I am trying to map the 3D skeleton joint positions of an ARBodyAnchor to the real body on the camera image.
I know I could simply use the "detectedBody" of the ARFrame, which would already deliver the normalized 2D position of each joint, but what I am mostly interested in is the z-axis (the distance of each joint to the camera).
I am starting a ARBodyTrackingConfiguration, setting the world alignment to ARWorldAlignmentCamera (in which case the camera transform is an identity matrix) and multiplying each joint transform in model space (via modelTransformForJointName:) with the transform of the ARBodyAnchor. And then tried many different ways to get the joints to line up with the image, by for example multiplying the transforms with the projectionMatrix of the ARCamera. But whatever I do, it never lines up correctly.
For example, the doesn't really seem to be a scale factor in the projectionMatrix or the ARBodyAnchor transform, no matter the distance of the camera to the detected body, the scale of the body is always the same.
Which means I am missing something important, and I haven't figured out what. So does anyone have an example of how I can get the body align to the camera image? (or get the distance to each joint in any other way?)
Thanks!
Hello @snarp,
You are roughly on the right track, it's not clear to me exactly where your error is.
Here is a snippet that projects the head joint to normalized view space:
guard let headJointModelTransform = bodyAnchor.skeleton.modelTransform(for: .head) else { return }
let headJointWorldTransform = bodyAnchor.transform * headJointModelTransform
let headJointWorldPosition = SIMD4(headJointWorldTransform.columns.3[SIMD3(0,1,2)], 1.0)
let projectionMatrix = frame.camera.projectionMatrix(for: interfaceOrientation, viewportSize: arView.frame.size, zNear: 0.01, zFar: 100)
let viewMatrix = frame.camera.viewMatrix(for: interfaceOrientation)
let viewProjectionMatrix = projectionMatrix * viewMatrix
let clipSpacePosition = viewProjectionMatrix * headJointWorldPosition
let ndcPosition = (clipSpacePosition / clipSpacePosition.w)[SIMD3(0,1,2)]
let normalizedPosition = (ndcPosition + 1) / 2
print(normalizedPosition)

== Written request 1 ==
In the ARKit body tracking thread, rewrite the passage from "I am starting" up to and including "always the same.", substituting "body anchor" for every occurrence of "ARBodyAnchor".
== Written request 2 ==
Translate this sentence from the ARKit body tracking thread into German: "I am trying to map the 3D skeleton joint positions of an ARBodyAnchor to the real body on the camera image."
The lines that follow are separate material with no connection to the ARKit body tracking thread.

== Dataset excerpt ==
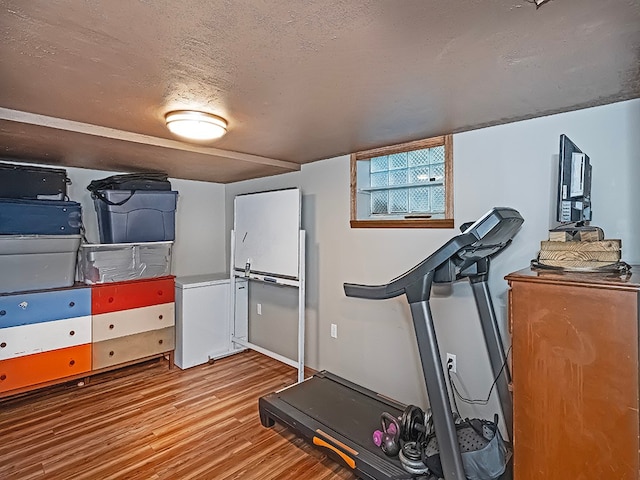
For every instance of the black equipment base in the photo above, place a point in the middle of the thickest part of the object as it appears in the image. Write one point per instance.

== Task output 1 ==
I am starting a ARBodyTrackingConfiguration, setting the world alignment to ARWorldAlignmentCamera (in which case the camera transform is an identity matrix) and multiplying each joint transform in model space (via modelTransformForJointName:) with the transform of the body anchor. And then tried many different ways to get the joints to line up with the image, by for example multiplying the transforms with the projectionMatrix of the ARCamera. But whatever I do, it never lines up correctly.
For example, the doesn't really seem to be a scale factor in the projectionMatrix or the body anchor transform, no matter the distance of the camera to the detected body, the scale of the body is always the same.

== Task output 2 ==
Ich versuche, die 3D-Positionen der Skelettgelenke eines ARBodyAnchor dem realen Körper im Kamerabild zuzuordnen.